▶ **TEXT PASSAGE**

>>>

USA Basketball National Team Members Teach Skills to Annapolis Youth
Seeing the smiles and excitement on the children’s faces once again brought memories back to Sue Bird.
Bird, a two-time WNBA champion three-time Olympic gold medalist and two-time FIBA World Championship winner, was once a young basketball player participating in basketball clinics where players she looked up to offered their time to pass on their knowledge of the game. Early Tuesday evening, Bird was once again in the position to return the favor in giving back on the other end.
At a Hoops For Troops basketball clinic for children of military families on campus at the U.S. Naval Academy, Bird, a former first-overall selection by the Seattle Storm, reflected on being able to help out during the hour-long skills workshop for young children.
“It’s funny because when you’re growing up, as someone that’s interested in basketball, you do go to a lot of things like this — clinics, camps,” Bird said, following some post-clinic shooting with a couple of young participants. “I definitely remember stations. That was a big part of camp. This is similar to that. But for a long time now I’ve been on the other side. It’s always fun to interact with the kids and show them stuff, have some fun.”

<<<

▶ **DATASET RECORDS**
>>>

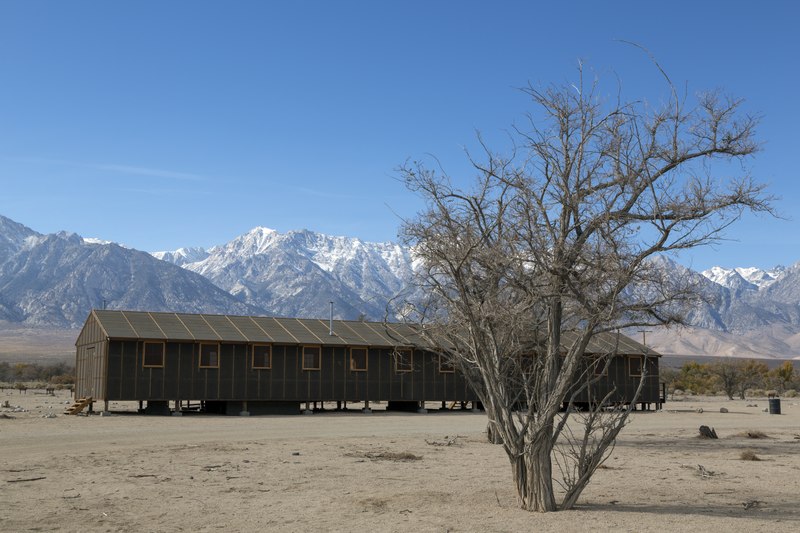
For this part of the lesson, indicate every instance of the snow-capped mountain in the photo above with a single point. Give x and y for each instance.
(298, 273)
(55, 280)
(749, 278)
(182, 256)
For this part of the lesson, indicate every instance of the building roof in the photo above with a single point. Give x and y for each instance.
(143, 325)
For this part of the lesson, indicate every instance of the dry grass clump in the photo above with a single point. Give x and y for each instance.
(754, 434)
(749, 455)
(386, 456)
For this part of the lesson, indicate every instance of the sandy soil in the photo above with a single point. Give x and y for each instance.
(342, 472)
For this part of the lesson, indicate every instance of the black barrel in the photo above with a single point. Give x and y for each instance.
(774, 406)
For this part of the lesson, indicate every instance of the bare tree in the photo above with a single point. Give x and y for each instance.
(730, 374)
(555, 244)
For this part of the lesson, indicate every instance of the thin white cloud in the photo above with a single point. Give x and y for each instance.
(153, 172)
(326, 194)
(116, 168)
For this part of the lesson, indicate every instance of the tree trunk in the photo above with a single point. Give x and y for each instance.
(492, 435)
(533, 475)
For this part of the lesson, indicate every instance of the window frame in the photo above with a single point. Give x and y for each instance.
(599, 365)
(353, 367)
(318, 357)
(631, 358)
(145, 364)
(398, 357)
(200, 355)
(253, 356)
(446, 368)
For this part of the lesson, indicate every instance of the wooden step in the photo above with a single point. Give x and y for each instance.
(78, 406)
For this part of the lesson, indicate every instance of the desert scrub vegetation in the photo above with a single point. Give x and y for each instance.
(749, 455)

<<<

▶ **WHAT THIS EXERCISE ASKS**
• 1. In the article about the Annapolis youth basketball clinic, which team selected Sue Bird first overall?
• 2. Carry the article about the Annapolis youth basketball clinic forward from its final paragraph.
Nothing in the records is needed here.

▶ **ANSWERS GIVEN**
• 1. The Seattle Storm.

• 2.
For an hour, Bird, along with some of her USA teammates, worked with the U.S. Naval Academy’s women’s basketball team to instruct children in various drills. They broke off into stations to work on layups, dribbling, defense, elbow jumpers and agility work. Other USA National Team players participated in an off-campus clinic at a local Boys & Girls Club in Annapolis.
Parents were able to watch their children work on their games at the clinic, with USA National Team coach Geno Auriemma surveying as well. One mother introduced herself to Auriemma and told him her daughter had dreams of playing for him at the University of Connecticut one day. The brought a smile to the coach’s face.
Based on Auriemma’s observation, he said he wasn’t sure who was having more fun — the kids or the players instructing.
“We see them as the great athletes that they are today, but at one time they were their age, sat there and watched some players come,” Auriemma said. “Now that’s where they are. They can look down there and say that used to be me. It brings them back when you watch them interact with the kids. You can see how much fun they have.”
Following the clinic, the USA National Team players signed autographs on basketballs, photos and posters for an eager bunch.
Like Bird, it caused guard/forward Angel McCoughtry to think back on her youth basketball days.
“I remember when I was a kid we would do these clinics and it would be so exciting,” McCoughtry said. “I know they’re excited just to be here. It’s always good to get back here and give them our energy.”
Earlier Tuesday morning, Sgt. Maj. Bryan B. Battaglia of the United States Marine Corps spoke to the USA National Team about the unique position they’re in as being role models to young people that love basketball.
It’s not a situation this team is taking for granted.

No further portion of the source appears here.